Recorded data
┄┄┄┄┄┄
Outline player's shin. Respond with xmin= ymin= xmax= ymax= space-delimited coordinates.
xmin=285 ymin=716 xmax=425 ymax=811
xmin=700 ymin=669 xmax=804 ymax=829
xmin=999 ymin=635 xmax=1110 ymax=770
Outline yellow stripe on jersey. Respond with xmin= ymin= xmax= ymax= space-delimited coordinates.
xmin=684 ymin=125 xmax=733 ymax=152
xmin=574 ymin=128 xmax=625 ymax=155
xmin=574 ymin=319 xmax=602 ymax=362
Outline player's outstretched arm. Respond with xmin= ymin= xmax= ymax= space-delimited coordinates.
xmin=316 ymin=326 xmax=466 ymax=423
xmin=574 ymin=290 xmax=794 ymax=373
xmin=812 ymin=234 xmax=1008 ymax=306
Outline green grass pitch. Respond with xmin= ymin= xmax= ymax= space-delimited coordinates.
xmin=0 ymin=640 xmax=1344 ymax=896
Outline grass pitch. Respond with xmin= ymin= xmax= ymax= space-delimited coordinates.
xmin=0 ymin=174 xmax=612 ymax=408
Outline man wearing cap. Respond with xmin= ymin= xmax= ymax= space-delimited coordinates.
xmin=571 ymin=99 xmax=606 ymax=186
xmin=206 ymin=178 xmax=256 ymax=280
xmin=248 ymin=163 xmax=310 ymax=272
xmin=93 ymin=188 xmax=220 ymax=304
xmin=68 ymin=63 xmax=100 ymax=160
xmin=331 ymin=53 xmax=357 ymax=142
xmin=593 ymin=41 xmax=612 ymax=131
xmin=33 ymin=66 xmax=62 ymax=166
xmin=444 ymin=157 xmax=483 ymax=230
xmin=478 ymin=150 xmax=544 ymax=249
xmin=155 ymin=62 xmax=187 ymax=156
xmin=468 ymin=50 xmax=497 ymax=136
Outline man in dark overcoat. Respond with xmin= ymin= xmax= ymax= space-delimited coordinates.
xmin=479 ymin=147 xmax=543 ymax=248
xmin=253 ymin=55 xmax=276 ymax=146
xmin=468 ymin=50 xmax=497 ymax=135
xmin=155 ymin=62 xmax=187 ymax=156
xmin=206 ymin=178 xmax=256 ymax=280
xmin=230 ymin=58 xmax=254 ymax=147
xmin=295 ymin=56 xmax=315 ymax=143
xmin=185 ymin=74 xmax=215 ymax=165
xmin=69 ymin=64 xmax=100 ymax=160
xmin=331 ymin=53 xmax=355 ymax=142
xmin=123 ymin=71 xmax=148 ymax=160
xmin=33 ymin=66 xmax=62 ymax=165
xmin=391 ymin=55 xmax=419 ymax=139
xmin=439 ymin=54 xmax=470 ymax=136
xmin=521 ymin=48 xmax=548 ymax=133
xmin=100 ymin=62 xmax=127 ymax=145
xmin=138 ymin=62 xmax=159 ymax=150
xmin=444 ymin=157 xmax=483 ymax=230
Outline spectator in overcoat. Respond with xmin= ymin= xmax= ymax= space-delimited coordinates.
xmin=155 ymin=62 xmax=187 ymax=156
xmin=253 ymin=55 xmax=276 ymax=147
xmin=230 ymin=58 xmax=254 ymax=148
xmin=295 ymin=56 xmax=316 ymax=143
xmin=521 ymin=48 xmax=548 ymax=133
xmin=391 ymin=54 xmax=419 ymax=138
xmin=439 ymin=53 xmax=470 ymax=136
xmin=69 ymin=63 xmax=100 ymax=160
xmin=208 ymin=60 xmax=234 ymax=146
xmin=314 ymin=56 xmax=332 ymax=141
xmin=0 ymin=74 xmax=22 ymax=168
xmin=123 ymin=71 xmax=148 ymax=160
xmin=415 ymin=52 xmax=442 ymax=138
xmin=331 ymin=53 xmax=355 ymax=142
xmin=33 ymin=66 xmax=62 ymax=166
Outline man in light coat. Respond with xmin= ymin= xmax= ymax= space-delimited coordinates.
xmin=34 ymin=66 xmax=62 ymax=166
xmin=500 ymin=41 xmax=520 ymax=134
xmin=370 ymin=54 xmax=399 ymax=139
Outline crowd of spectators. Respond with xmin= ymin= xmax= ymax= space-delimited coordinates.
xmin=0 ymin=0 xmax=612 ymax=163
┄┄┄┄┄┄
**What to produce:**
Starting at the row containing "Outline man in light" and ending at the last row, write out every row again, requests included. Multiply each coordinate in the answers by 2.05 and round to a whole number, with halves rounded up.

**Answer:**
Outline man in light coat. Respond with xmin= ymin= xmax= ymax= space-delimited coordinates.
xmin=70 ymin=135 xmax=127 ymax=340
xmin=1025 ymin=84 xmax=1066 ymax=275
xmin=759 ymin=111 xmax=818 ymax=285
Outline crowd of spectators. Respond with xmin= ymin= xmax= ymax= space-delimited coordinates.
xmin=0 ymin=0 xmax=1255 ymax=334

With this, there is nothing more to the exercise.